**TASKS TO CARRY OUT**
A - From the text on kabbalah jewelry, list the traditional mizhwoth it names as the origin of modern kabbalah jewelry, giving each with its English gloss.
B - In the text on kabbalah jewelry, print the passage that starts at the words "The secondary principle" and stops after "pursuit of God.".
[Opening SUPPLIED TEXT section]
Modern kabbalah jewelry is the offspring of traditional mizhwoth, particularly the tfilin (phylacteries), zhizhith (tassels), and mezuzoth (doorposts). Many related kabbalah beliefs and teachings have arisen, physical and spiritual, reverent and superstitious. The tfilin and zhizhith were to be worn reverently, while the word “mezuzah” came to mean the small scroll attached ceremoniously to the doorpost, or the scroll’s container. In each case, like modern kabbalah jewelry as well, the physical operation represented a spiritual reality: the zhizhith as submission to covenant relationship, and the tfilin and mezuzoth as submission to Torah.
Kabbalah jewelry today, and indeed most Jewish jewelry, begins with the same principle: what is worn publicly makes a proclamation of one’s status, particularly one’s availability in service to the principle proclaimed. Kabbalah jewelry proclaims a covenant between Self and Other, a commitment for oneself to grow in harmony.
The secondary principle of kabbalah jewelry is to invoke protection or aegis, and it is essential to know from what or whom the protection of kabbalah jewelry is sought. The commitment and covenant must be made with God as Ein Sof, or cosmic order, or Torah, rather than some lesser “reflected light”, because invoking covenant with anything less than the full echad of the cosmos is seeking incomplete protection. Kabbalah jewelry does not work automatically, but works as one employs it as a means to recommit oneself daily or weekly to one’s selfless pursuit of God.
[Closing SUPPLIED TEXT section]
[Opening INFORMATION SUPPLIED section]
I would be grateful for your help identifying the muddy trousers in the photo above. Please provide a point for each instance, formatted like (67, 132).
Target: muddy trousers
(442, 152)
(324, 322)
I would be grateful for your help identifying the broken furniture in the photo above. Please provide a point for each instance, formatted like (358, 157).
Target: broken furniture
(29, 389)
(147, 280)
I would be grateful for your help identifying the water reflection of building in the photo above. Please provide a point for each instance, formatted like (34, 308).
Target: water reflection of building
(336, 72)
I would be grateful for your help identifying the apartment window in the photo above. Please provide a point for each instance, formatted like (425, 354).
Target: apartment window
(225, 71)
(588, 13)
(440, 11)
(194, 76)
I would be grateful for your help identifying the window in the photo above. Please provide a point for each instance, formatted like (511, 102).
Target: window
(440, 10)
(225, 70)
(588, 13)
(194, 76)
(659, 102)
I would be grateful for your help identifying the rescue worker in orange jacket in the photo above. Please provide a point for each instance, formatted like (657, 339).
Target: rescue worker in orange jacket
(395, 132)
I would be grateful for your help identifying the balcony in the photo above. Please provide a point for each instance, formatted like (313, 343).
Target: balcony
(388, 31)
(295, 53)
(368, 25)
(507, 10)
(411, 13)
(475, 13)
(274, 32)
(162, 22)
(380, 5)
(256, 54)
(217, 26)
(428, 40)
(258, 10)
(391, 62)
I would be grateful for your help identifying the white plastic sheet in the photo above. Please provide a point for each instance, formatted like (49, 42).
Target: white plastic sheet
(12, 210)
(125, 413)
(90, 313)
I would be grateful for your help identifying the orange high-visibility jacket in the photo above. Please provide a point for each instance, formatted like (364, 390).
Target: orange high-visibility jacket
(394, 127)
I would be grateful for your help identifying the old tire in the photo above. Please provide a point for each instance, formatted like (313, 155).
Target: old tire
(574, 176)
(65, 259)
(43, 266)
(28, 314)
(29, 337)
[Closing INFORMATION SUPPLIED section]
**EXERCISE RESULTS**
A -
- tfilin (phylacteries)
- zhizhith (tassels)
- mezuzoth (doorposts)

B -
The secondary principle of kabbalah jewelry is to invoke protection or aegis, and it is essential to know from what or whom the protection of kabbalah jewelry is sought. The commitment and covenant must be made with God as Ein Sof, or cosmic order, or Torah, rather than some lesser “reflected light”, because invoking covenant with anything less than the full echad of the cosmos is seeking incomplete protection. Kabbalah jewelry does not work automatically, but works as one employs it as a means to recommit oneself daily or weekly to one’s selfless pursuit of God.